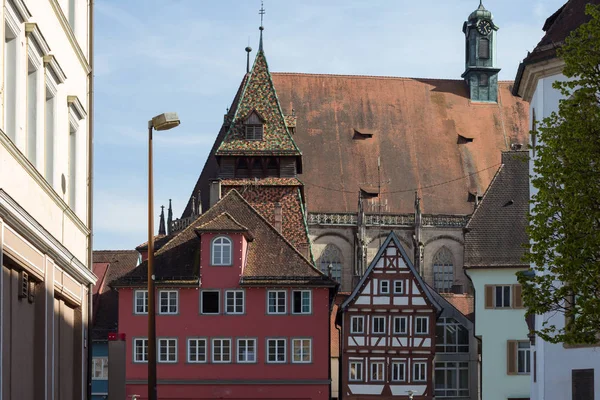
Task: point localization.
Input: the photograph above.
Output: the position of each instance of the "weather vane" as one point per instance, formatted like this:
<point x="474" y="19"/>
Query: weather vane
<point x="261" y="11"/>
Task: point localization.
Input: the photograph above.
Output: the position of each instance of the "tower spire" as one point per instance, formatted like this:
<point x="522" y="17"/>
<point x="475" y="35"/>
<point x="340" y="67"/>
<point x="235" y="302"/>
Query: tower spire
<point x="161" y="225"/>
<point x="261" y="28"/>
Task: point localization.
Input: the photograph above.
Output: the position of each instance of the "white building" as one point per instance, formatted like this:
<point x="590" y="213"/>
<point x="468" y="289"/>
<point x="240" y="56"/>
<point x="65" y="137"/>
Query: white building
<point x="494" y="241"/>
<point x="561" y="372"/>
<point x="45" y="197"/>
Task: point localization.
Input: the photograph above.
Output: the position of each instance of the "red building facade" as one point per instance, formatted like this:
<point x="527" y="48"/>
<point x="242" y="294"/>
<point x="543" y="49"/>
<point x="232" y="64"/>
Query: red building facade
<point x="242" y="312"/>
<point x="388" y="331"/>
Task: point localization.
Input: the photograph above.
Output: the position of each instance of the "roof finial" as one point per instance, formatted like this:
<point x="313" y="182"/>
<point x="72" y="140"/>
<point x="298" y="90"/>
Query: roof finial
<point x="261" y="28"/>
<point x="161" y="225"/>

━━━

Could the material above be written out again word for word, with the pictures dropped?

Task: point localization.
Input: the photograph above.
Output: the position of each instance of the "weather vane" as one point per instance, formatted like this:
<point x="474" y="19"/>
Query: weather vane
<point x="261" y="11"/>
Task: point localization.
Input: the photograph above.
Output: the position of each instance of the "tower spire" as one point per instance, formatted like this:
<point x="522" y="17"/>
<point x="475" y="35"/>
<point x="340" y="67"/>
<point x="235" y="302"/>
Query: tower spire
<point x="161" y="225"/>
<point x="261" y="28"/>
Task: point localization.
Input: the photograph above.
Output: the position of each instance of the "white building" as one point per instance, formatted like this:
<point x="590" y="213"/>
<point x="468" y="289"/>
<point x="240" y="56"/>
<point x="65" y="137"/>
Query: white building
<point x="494" y="241"/>
<point x="561" y="372"/>
<point x="45" y="197"/>
Task: point localization.
Input: the photograph above.
Output: the position of each instance of the "red building facade" as one point per instance, formatted like this:
<point x="527" y="48"/>
<point x="242" y="294"/>
<point x="543" y="49"/>
<point x="232" y="64"/>
Query: red building facade
<point x="242" y="312"/>
<point x="388" y="331"/>
Task: point localization.
Input: the photograph above.
Output: the position of each instance of the "roof finial" as one point per instance, formatted like this:
<point x="313" y="182"/>
<point x="72" y="140"/>
<point x="298" y="90"/>
Query: roof finial
<point x="261" y="28"/>
<point x="161" y="225"/>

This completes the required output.